▸ STATED PROBLEM: Please set out the material as a JSON list of strings, one string per line with blank lines omitted. Begin at the line that contains "Where can the water" and stop after the line that contains "point(610, 440)".

▸ MATERIAL SHOWN:
=-=-=
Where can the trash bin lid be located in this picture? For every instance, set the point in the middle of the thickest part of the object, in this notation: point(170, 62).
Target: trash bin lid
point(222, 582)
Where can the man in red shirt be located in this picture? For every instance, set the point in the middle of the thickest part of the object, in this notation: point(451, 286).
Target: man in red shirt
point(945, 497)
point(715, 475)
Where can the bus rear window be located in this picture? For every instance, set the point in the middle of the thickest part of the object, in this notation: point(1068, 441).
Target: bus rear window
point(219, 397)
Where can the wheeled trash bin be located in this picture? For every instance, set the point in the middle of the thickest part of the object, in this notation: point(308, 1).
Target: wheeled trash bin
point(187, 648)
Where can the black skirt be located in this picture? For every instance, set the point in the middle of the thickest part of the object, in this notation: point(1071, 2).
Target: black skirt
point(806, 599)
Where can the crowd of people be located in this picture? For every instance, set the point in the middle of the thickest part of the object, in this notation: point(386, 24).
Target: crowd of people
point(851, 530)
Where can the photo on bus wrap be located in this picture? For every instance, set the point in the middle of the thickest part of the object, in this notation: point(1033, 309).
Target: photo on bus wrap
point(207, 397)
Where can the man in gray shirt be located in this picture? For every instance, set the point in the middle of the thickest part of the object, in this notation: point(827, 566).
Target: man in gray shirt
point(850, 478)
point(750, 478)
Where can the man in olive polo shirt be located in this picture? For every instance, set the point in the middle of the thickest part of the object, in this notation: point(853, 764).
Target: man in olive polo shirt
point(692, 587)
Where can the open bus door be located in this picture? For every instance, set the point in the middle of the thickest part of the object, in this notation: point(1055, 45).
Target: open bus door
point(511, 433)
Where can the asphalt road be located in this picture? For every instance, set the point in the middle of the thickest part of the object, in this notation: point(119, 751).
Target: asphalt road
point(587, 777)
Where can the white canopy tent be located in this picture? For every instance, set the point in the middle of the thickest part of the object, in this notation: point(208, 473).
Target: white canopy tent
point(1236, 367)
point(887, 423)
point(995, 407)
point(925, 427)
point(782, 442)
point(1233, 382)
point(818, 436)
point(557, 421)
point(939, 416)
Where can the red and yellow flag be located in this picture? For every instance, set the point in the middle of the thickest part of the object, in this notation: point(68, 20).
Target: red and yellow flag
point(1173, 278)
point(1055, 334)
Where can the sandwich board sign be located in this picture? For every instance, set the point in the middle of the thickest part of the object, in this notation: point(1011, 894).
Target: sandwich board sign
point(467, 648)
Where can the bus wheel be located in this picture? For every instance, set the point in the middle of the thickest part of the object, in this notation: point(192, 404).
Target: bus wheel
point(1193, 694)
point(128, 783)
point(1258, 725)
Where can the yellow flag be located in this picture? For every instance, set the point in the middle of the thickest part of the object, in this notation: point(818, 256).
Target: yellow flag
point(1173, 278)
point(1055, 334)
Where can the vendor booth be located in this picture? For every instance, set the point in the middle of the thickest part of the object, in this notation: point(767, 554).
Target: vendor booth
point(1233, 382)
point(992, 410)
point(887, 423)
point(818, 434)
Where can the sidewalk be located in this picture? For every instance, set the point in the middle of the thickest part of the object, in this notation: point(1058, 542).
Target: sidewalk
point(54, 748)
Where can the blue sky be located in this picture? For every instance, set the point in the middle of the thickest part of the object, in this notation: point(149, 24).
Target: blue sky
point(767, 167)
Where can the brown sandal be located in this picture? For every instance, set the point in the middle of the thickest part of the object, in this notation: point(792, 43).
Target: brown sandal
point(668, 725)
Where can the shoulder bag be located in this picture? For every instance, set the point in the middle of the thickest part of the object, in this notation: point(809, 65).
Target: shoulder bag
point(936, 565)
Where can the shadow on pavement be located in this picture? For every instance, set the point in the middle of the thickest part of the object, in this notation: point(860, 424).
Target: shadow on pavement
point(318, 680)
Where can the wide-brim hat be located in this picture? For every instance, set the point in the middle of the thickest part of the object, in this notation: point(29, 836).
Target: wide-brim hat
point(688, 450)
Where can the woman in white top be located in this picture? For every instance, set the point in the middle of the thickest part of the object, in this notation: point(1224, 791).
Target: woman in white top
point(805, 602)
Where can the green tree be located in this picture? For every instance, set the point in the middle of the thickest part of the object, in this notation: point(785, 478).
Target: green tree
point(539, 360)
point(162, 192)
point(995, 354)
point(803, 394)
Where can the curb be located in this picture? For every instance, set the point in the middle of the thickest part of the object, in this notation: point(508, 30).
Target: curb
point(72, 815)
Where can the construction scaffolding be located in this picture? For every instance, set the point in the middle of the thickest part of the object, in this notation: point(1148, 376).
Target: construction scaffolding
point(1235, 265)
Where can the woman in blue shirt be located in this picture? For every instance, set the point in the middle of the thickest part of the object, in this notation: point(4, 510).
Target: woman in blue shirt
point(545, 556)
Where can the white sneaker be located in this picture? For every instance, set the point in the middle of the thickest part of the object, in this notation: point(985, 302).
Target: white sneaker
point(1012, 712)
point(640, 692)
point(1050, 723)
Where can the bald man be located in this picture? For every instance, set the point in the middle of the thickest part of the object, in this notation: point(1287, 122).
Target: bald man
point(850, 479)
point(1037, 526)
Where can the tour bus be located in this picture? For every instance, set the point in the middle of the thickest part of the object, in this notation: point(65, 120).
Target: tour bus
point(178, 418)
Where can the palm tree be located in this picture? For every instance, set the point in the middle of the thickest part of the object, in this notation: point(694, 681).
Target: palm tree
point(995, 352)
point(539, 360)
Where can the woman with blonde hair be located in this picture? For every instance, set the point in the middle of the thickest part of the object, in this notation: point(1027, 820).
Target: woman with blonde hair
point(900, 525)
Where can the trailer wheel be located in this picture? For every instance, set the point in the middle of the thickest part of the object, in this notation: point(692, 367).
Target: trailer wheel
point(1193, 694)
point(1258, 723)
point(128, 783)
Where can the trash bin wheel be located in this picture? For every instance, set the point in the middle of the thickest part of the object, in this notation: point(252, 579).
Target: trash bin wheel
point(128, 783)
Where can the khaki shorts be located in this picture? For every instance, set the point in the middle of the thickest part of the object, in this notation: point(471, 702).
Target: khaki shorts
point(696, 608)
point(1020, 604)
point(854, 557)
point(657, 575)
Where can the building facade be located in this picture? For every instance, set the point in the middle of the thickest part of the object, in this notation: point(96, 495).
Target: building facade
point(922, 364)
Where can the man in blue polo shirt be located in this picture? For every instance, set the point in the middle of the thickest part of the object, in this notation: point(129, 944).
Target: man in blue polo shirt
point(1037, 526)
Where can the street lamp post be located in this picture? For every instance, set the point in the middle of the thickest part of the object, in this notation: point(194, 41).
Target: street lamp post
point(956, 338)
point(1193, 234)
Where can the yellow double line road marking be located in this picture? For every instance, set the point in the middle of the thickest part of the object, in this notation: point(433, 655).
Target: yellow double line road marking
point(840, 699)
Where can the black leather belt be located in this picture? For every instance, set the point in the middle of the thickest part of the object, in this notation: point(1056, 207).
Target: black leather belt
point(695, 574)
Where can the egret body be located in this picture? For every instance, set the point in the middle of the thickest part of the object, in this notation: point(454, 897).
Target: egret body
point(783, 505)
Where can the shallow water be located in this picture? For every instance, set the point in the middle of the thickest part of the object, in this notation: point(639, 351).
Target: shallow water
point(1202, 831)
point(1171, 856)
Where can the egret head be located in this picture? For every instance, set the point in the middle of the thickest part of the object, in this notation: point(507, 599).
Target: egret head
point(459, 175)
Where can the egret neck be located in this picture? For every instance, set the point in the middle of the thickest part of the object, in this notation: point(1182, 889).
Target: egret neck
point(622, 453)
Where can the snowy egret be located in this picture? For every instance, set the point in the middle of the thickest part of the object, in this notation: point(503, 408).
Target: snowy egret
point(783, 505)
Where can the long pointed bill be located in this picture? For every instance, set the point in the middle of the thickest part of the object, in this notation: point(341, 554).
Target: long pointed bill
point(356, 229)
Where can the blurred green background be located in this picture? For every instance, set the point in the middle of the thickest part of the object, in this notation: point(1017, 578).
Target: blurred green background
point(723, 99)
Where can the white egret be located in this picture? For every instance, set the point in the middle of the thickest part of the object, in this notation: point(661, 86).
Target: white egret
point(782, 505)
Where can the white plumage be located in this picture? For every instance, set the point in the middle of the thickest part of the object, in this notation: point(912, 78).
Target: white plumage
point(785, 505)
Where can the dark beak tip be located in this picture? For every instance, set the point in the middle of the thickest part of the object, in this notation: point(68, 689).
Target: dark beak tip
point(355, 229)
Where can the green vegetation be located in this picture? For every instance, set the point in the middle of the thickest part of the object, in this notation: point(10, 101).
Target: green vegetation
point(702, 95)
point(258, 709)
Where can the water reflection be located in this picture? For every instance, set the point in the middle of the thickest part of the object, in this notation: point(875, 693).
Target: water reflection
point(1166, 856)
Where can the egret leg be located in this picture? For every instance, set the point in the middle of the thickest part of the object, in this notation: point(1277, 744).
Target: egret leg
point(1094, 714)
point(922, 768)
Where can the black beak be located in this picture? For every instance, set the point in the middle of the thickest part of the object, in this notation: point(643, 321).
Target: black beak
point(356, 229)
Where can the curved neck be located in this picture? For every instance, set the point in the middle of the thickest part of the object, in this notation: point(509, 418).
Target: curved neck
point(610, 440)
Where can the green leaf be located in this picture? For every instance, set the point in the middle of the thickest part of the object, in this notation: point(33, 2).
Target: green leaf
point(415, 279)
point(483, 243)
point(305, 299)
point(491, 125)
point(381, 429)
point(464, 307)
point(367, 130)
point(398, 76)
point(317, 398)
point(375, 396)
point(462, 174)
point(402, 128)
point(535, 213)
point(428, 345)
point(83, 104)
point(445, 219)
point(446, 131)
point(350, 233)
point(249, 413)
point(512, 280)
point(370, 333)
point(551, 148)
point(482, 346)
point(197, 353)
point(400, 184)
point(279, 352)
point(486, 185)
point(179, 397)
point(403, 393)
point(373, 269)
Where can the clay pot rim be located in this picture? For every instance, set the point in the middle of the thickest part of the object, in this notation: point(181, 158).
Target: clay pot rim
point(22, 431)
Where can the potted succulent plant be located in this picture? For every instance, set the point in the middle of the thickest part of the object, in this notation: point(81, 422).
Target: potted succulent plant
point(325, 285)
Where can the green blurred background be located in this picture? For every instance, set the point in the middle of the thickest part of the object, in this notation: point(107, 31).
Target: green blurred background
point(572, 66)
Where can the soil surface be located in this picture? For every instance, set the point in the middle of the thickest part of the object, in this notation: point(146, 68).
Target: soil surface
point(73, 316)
=-=-=
▸ RESULT OF THIS TASK:
[
  "Where can the water reflection be located in this picture? For every instance, set the point in the middle of the thickest part of the object, in this notation: point(875, 693).",
  "Target: water reflection",
  "point(1166, 856)",
  "Where can the egret leg be located in this picture? For every instance, set the point in the middle of the thickest part of the object, in this notation: point(1277, 744).",
  "Target: egret leg",
  "point(1094, 714)",
  "point(922, 768)",
  "Where can the black beak be located in this picture? For every instance, set the point in the middle of the thickest part of the object, in this notation: point(643, 321).",
  "Target: black beak",
  "point(356, 229)",
  "Where can the curved neck be located in this picture? For every instance, set the point in the middle of the thickest part of the object, in this notation: point(509, 418).",
  "Target: curved neck",
  "point(610, 440)"
]